• [Testo da leggere]
In questo appuntamento prenderemo curiosamente visione di alcuni insiemi infiniti le cui proprietà risultano a volte lontane da quanto possa sembrare in apparenza ovvio e quasi banale. Ci addentreremo in tre esempi essenziali: saremo ospiti dello spazioso albergo di David Hilbert, ci sorprenderemo che insiemi in apparenza infiniti in realtà sono molto piccoli e capiremo che non sempre ciò che ci è stato insegnato a scuola riguardo le funzioni è corretto. Per prima cosa, quindi, allontaniamoci un po’ dalla comune idea di algebra di provincia e pensiamo in grande.
Gli ospiti del Grand Hotel di David Hilbert.
Immaginiamo un albergo con moltissime camere, davvero tante. Esageriamo: infinite! Pensate che sarà davvero difficile riuscire a riempirlo, però sarà anche difficile non trovarne posto all’interno. È curioso, ma David Hilbert, grandissimo matematico dei primi del Novecento, lo ipotizzò proprio a proposito del concetto di infinito. In particolare, il professor Hilbert dette vita a questo (che scopriremo sembrare un paradosso logico.. e matematico) per cercare di concretizzare ciò che avviene nell’introdurre i livelli di infinito e le straordinarie equipotenze di insiemi (o per descrivere alberghi che sono solo teoricamente pieni).

• [Istruzioni]
Ricopia per intero e senza modifiche il testo sugli insiemi infiniti riportato sopra.

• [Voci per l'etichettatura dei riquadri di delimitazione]
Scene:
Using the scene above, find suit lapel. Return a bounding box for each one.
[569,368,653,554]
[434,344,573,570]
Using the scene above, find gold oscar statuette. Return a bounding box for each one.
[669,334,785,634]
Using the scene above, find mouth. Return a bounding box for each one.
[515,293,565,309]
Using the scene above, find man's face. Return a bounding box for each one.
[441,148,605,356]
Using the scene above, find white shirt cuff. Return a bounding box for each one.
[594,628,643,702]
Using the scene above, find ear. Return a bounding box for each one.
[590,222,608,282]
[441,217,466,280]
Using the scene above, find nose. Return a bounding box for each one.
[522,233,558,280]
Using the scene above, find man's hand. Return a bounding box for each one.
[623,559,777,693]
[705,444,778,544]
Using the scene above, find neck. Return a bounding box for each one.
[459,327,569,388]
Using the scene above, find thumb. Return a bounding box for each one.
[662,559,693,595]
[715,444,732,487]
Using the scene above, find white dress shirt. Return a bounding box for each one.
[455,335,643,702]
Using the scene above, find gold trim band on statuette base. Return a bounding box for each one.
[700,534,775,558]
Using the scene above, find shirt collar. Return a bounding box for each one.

• [Risultato]
In questo appuntamento prenderemo curiosamente visione di alcuni insiemi infiniti le cui proprietà risultano a volte lontane da quanto possa sembrare in apparenza ovvio e quasi banale. Ci addentreremo in tre esempi essenziali: saremo ospiti dello spazioso albergo di David Hilbert, ci sorprenderemo che insiemi in apparenza infiniti in realtà sono molto piccoli e capiremo che non sempre ciò che ci è stato insegnato a scuola riguardo le funzioni è corretto. Per prima cosa, quindi, allontaniamoci un po’ dalla comune idea di algebra di provincia e pensiamo in grande.
Gli ospiti del Grand Hotel di David Hilbert.
Immaginiamo un albergo con moltissime camere, davvero tante. Esageriamo: infinite! Pensate che sarà davvero difficile riuscire a riempirlo, però sarà anche difficile non trovarne posto all’interno. È curioso, ma David Hilbert, grandissimo matematico dei primi del Novecento, lo ipotizzò proprio a proposito del concetto di infinito. In particolare, il professor Hilbert dette vita a questo (che scopriremo sembrare un paradosso logico.. e matematico) per cercare di concretizzare ciò che avviene nell’introdurre i livelli di infinito e le straordinarie equipotenze di insiemi (o per descrivere alberghi che sono solo teoricamente pieni).